Rewrite the data below with "dark red petal" replaced by "crimson petal" and every other character left unchanged.

-.-.-

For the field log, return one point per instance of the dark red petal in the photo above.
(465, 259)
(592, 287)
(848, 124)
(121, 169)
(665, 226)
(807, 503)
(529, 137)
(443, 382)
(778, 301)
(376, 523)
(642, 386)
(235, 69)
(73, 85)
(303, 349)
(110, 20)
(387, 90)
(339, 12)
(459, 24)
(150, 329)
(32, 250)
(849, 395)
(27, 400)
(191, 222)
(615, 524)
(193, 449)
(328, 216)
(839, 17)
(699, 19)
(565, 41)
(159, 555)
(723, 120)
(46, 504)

-.-.-

FULL OUTPUT ▸
For the field log, return one point per instance of the crimson petal in the photo above.
(465, 259)
(592, 287)
(848, 124)
(121, 169)
(665, 226)
(807, 503)
(529, 137)
(443, 382)
(778, 301)
(376, 523)
(642, 386)
(235, 69)
(73, 85)
(303, 349)
(110, 20)
(387, 90)
(339, 12)
(459, 24)
(150, 329)
(32, 250)
(849, 395)
(27, 400)
(191, 222)
(615, 524)
(193, 449)
(328, 216)
(839, 17)
(699, 19)
(565, 41)
(159, 555)
(723, 120)
(46, 504)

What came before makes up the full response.